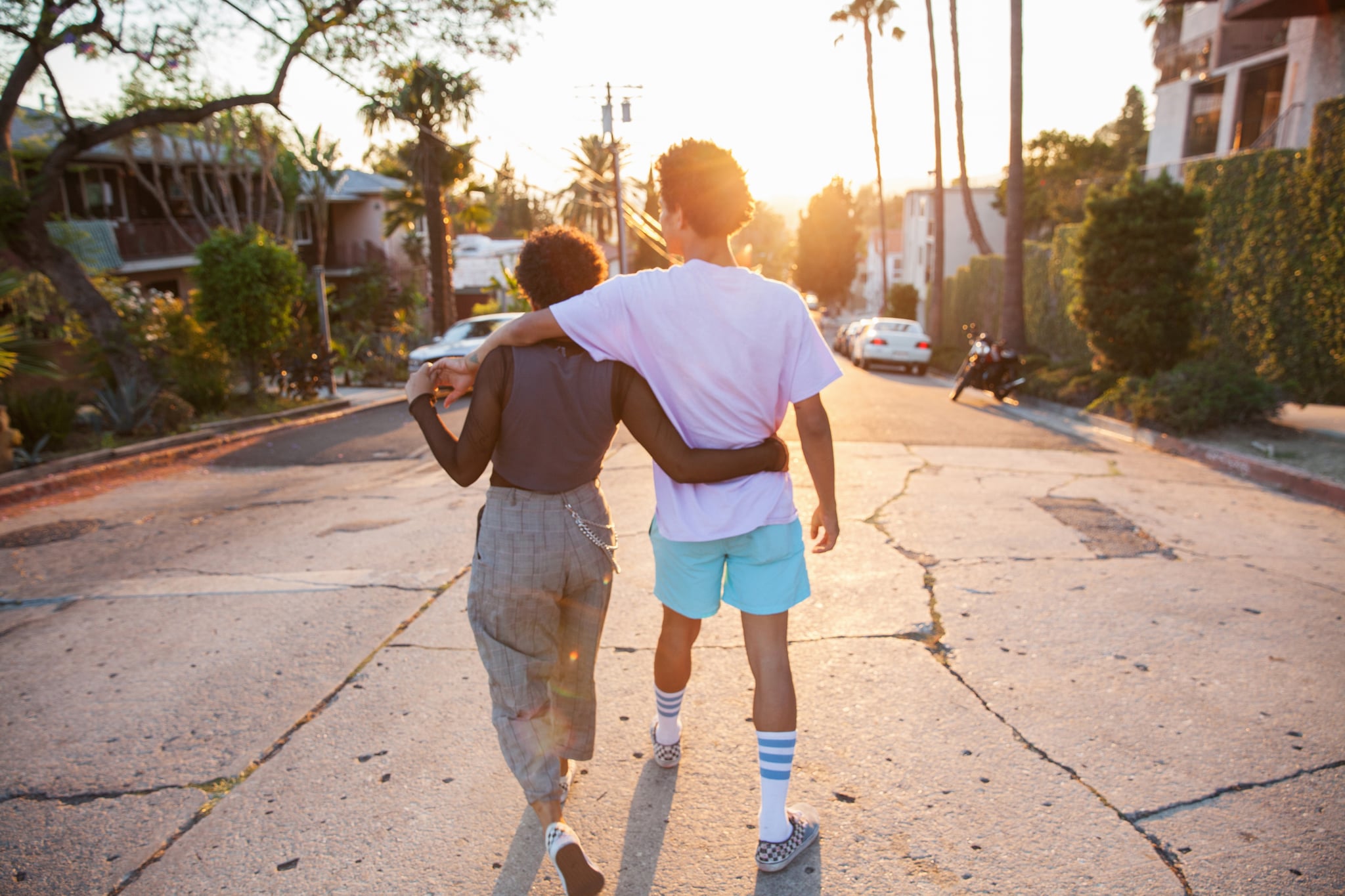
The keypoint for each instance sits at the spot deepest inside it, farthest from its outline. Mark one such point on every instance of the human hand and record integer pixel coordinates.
(420, 383)
(830, 528)
(459, 373)
(782, 463)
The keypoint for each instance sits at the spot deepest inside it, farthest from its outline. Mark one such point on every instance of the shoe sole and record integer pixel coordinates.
(776, 867)
(577, 876)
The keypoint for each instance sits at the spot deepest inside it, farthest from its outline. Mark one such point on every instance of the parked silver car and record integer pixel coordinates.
(460, 339)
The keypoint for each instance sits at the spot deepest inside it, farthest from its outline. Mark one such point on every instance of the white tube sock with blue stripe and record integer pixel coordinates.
(670, 716)
(775, 752)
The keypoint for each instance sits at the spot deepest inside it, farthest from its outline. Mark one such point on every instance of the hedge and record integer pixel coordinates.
(973, 297)
(1274, 241)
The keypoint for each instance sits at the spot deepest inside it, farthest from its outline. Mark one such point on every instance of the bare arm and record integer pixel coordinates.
(816, 436)
(459, 373)
(651, 427)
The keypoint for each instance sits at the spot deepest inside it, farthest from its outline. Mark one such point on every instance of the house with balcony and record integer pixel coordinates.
(1237, 75)
(958, 246)
(139, 209)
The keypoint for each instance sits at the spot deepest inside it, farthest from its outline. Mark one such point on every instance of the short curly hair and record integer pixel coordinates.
(557, 264)
(708, 184)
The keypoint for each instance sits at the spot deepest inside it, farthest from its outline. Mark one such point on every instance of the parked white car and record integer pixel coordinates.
(892, 340)
(460, 339)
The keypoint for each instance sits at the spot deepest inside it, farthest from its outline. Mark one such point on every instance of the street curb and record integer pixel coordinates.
(174, 448)
(1264, 472)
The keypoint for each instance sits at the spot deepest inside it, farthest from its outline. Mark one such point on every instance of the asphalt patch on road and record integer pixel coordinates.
(47, 534)
(1106, 532)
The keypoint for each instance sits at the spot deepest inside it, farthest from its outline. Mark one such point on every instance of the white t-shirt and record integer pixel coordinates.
(726, 352)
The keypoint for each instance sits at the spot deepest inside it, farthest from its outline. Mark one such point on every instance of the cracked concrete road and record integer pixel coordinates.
(256, 675)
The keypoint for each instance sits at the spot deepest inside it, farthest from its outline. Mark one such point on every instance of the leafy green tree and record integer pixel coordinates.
(766, 244)
(160, 43)
(431, 98)
(872, 16)
(1138, 274)
(248, 289)
(829, 245)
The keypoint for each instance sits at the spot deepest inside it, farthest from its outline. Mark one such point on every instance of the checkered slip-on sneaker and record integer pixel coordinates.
(567, 779)
(772, 857)
(579, 876)
(667, 756)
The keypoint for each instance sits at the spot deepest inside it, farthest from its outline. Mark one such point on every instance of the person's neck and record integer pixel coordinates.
(713, 251)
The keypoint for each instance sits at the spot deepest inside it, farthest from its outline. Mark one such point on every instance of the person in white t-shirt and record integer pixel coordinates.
(726, 351)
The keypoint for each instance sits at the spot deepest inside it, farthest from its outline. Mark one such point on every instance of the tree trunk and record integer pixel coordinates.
(1012, 317)
(436, 237)
(978, 236)
(877, 164)
(935, 312)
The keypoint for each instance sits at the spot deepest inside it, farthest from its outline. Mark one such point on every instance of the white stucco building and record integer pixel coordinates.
(1242, 74)
(868, 281)
(958, 246)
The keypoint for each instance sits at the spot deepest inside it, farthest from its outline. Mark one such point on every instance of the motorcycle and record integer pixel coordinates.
(989, 367)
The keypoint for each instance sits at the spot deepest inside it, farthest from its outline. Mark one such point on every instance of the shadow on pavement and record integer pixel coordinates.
(646, 825)
(523, 860)
(803, 876)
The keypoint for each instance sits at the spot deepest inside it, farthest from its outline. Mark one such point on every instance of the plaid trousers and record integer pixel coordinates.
(537, 602)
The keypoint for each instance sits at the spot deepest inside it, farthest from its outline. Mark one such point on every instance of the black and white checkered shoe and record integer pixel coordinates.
(666, 756)
(579, 875)
(772, 857)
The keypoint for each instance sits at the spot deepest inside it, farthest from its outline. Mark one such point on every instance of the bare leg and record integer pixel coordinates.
(768, 653)
(673, 658)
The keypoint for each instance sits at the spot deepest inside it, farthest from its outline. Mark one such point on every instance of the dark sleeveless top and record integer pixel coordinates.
(558, 419)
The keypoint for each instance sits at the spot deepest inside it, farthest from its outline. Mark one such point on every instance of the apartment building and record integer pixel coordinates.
(958, 246)
(1237, 75)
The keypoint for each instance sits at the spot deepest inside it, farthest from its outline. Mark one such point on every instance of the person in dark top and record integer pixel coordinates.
(545, 417)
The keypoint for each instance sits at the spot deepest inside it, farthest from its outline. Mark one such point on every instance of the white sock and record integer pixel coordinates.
(775, 753)
(670, 716)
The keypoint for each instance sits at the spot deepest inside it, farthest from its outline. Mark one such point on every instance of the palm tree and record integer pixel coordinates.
(591, 198)
(1012, 316)
(934, 314)
(877, 12)
(430, 97)
(978, 236)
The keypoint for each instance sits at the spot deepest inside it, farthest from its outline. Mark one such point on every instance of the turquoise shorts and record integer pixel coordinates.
(761, 571)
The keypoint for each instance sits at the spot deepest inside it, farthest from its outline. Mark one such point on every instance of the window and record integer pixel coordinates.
(1264, 89)
(1207, 101)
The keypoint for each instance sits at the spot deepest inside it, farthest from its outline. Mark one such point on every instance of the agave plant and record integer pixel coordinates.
(127, 409)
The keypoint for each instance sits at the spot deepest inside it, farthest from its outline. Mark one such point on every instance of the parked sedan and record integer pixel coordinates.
(460, 339)
(892, 340)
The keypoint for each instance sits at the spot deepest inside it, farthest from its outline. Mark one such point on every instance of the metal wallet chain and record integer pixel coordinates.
(585, 527)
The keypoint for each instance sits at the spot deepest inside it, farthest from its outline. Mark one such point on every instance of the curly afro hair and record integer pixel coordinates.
(708, 184)
(557, 264)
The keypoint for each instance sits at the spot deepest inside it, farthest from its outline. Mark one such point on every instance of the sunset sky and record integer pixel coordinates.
(762, 77)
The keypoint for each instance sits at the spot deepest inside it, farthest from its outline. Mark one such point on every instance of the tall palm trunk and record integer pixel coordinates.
(1012, 314)
(978, 236)
(877, 163)
(436, 234)
(934, 316)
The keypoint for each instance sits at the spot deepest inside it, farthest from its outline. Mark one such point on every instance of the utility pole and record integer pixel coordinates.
(609, 131)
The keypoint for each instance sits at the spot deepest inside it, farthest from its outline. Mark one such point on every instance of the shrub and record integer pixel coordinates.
(1193, 396)
(1274, 236)
(903, 300)
(1138, 274)
(49, 412)
(249, 286)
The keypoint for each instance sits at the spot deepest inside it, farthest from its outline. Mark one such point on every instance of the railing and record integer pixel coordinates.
(156, 238)
(1269, 139)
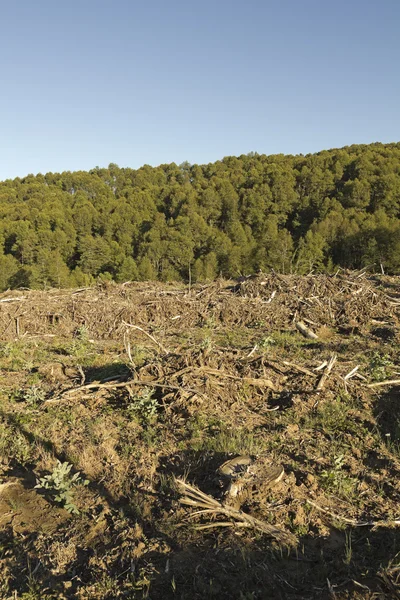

-----

Excluding the images, return each record above precisely as written.

Output below:
The keypoint for each instance sits at the spot deepest inside it, farthest from its outline. Mark one such point on every instance of the human hand and record integer pixel coordinates.
(420, 383)
(830, 528)
(459, 373)
(782, 463)
The keypoint for each instance sits at the spot deepest inside it, farthest from its outline. Mark one such point on every instance of the shoe sole and record integer pixel coordinates.
(776, 867)
(577, 876)
The keypoint for each instance sits at the spot deepest inside it, farthest from its outline. Mark one such point on every instance of the parked silver car and record integer pixel coordinates.
(460, 339)
The keypoint for each instance sits at the spot deepest inside it, farthest from its outline. Mark one such point on every instance of the white tube sock with blue stripe and record integer pixel coordinates.
(670, 716)
(775, 752)
The keypoint for each instance sits at the spot deepest inside it, farthest from its outline. Mark one such point on every instance of the hedge and record integer pixel coordinates.
(973, 297)
(1274, 241)
The keypoint for each instance sits at the spot deepest inside it, farthest from its outline. Mark one such point on every instance of the bare arm and record integer pixel coordinates.
(816, 436)
(459, 373)
(651, 427)
The keypoint for each instance sits at the spot deepest inside it, farthest from its outline. Mark one such point on every instance of the house with balcony and record integer pixel coordinates.
(1237, 75)
(958, 246)
(139, 209)
The keypoint for each instance sits at the spot deepest inside it, farthest from its outline. Mark one such point on every instance of the short curly hair and record integer pixel coordinates.
(557, 264)
(708, 184)
The keypoint for each instance sits at the spot deepest inside it, farthest from its outline. Mark one such point on every instance of the parked white car and record integer pixel coordinates.
(892, 340)
(460, 339)
The keypoint for each instance sits at the spot deepest inside it, farthest from its outline. Mark one such point on every instance of the street curb and record integer pixel coordinates.
(174, 448)
(1264, 472)
The keypoint for each instance sits at the spot deepest inside it, farthest from its outline. Mark one such point on every instance of the asphalt patch on road and record integer pixel coordinates.
(47, 534)
(1106, 532)
The keypoint for each instance sits at the spot deepest inside it, farthest from its outline. Mark one such point on every instance of the white t-shirt and record integer pixel coordinates.
(726, 352)
The keypoint for each instance sits at the spot deepest inside it, farthest from its outline. Mark one such point on every instance of the cracked concrete road and record integer pixel coordinates.
(256, 675)
The keypoint for each instance sits at the spot deepest inside it, farthest from its outline. Mark one such point on every instance of the leafy green tree and record integer pixel coordinates.
(766, 244)
(160, 43)
(431, 98)
(872, 16)
(1138, 274)
(248, 289)
(829, 245)
The keypoint for each instance sits at the spot deepest inside it, farthest from its outline. Mark one such point on every instance of the checkered slip-on sneaker and record integer pixel coordinates.
(567, 779)
(772, 857)
(579, 876)
(667, 756)
The keypoint for each instance sits at the spot deepest inside it, farthest from its outline. Mark one such point on every instance of the person's neck and record integer pixel coordinates.
(713, 251)
The keypoint for each instance sits at the spot deepest inside it, farthest from its outline. Mark one such point on every instance of the person in white t-shirt and record integer pixel coordinates.
(726, 351)
The keypoint for each instance sits at the spot deepest inside it, farthest from its outline. Mark one such point on every instance of the tree trunk and record integer pixel coordinates.
(1012, 317)
(436, 237)
(978, 236)
(877, 164)
(935, 312)
The keypoint for each instance sits at the spot deepest inside it, farthest from its outline. Mark one such point on every instance of the white stucco building and record integer pixel coordinates.
(1242, 74)
(868, 281)
(958, 246)
The keypoint for each instance sits at the spot deepest inside it, farthest from its outline. Mark one such point on every instance of the motorcycle and record integer pixel coordinates.
(989, 367)
The keypoint for each instance sits at the spot deepest inside it, farthest from its outline. Mark one such point on every instance of the shadow on pavement and record integer pixel coordinates.
(646, 825)
(523, 860)
(803, 876)
The keypoint for each instance sits at the spot deepest inside it, farthest from its outline. Mark one such point on every instance of the plaid trousers and record integer pixel coordinates.
(537, 602)
The keypoint for each instance sits at the spot deepest inside it, farthest from its outline. Mark one such point on every instance of the black and white checkered shoe and record integer pixel coordinates.
(666, 756)
(579, 875)
(772, 857)
The keypoint for each instance sits at the spot deepest inside it, farthest from its outline. Mark one such point on every instance of the bare leg and record integer pixel coordinates.
(768, 653)
(673, 658)
The keypoint for each instance sits at the spot deepest inside it, farthest from its outline. Mark one such point on every instance of the dark sleeveless top and record integer pixel coordinates.
(558, 419)
The keypoint for each instance sits at the spot deepest inside it, farthest from its outline. Mark one such point on every instance of the apartment building and record integer pixel coordinates.
(958, 246)
(1237, 75)
The keypoint for each instance sits at the spot deepest inside it, farthest from its outline. Mark one such point on every instance of the person in dark top and record integer pixel coordinates.
(545, 417)
The keypoint for each instance sits at the spot deepest inside it, farthest from its outline. Mark one such point on every instance of the white sock and record integer pixel coordinates.
(775, 753)
(670, 716)
The keypoint for each instance sits at the spot deepest inside it, farthest from its outline. Mark one such point on every instance of the palm tree and record integer pixel coordinates.
(591, 198)
(1012, 316)
(934, 314)
(877, 12)
(430, 97)
(978, 236)
The keypoint for each instance sits at the spot deepest inside it, farthest from its outline. Mark one such point on every instance of the turquoise shorts and record integer pixel coordinates.
(761, 571)
The keypoint for each instance sits at the spot deepest inside it, farthest from its outline. Mark one such point on every instance of the window and record integer pixel coordinates.
(1264, 89)
(1207, 101)
The keypoint for each instance sits at the spot deepest inside it, farthest from its outline. Mark one such point on every instance of the agave plant and record integer pixel coordinates.
(127, 409)
The keypoint for each instance sits at the spot deepest inside it, farthest from its outline. Mark one such point on every instance of the parked sedan and record integer pixel coordinates.
(460, 339)
(892, 340)
The keypoint for each instance sits at the spot deepest inside it, farthest from its outline. Mark one such point on every instance of the metal wallet chain and record integer pixel coordinates.
(585, 527)
The keypoint for each instance sits at the spot deepest inside it, farthest from its outline. Mark one such point on every instance of the curly afro hair and record integer pixel coordinates.
(708, 184)
(557, 264)
The keypoint for each instance sits at the spot deepest inside it, farthest from its outline. Mark one such point on every instance of the sunset sky and record integer pixel coordinates.
(762, 77)
The keypoint for each instance sits at the spot deepest inside it, farthest from its outline. Mark one such point on every instance of the tall palm trunk and record integer pixel coordinates.
(1012, 314)
(978, 236)
(877, 163)
(436, 234)
(934, 316)
The keypoint for each instance sits at the spot deepest inside it, farthest from its outline. Mark one such point on every instance of the utility pole and record integer pixel coordinates.
(609, 131)
The keypoint for each instance sits at the spot deepest inside it, farthest from its outline. Mark one such point on every instance of the shrub and record integer pixel coordinates.
(1193, 396)
(1274, 236)
(903, 300)
(1138, 274)
(49, 412)
(249, 286)
The keypoint for each instance sits at the spot deepest inside it, farthest from its outline. Mark one such point on every instance of the railing and record integer pixel coordinates.
(156, 238)
(1269, 139)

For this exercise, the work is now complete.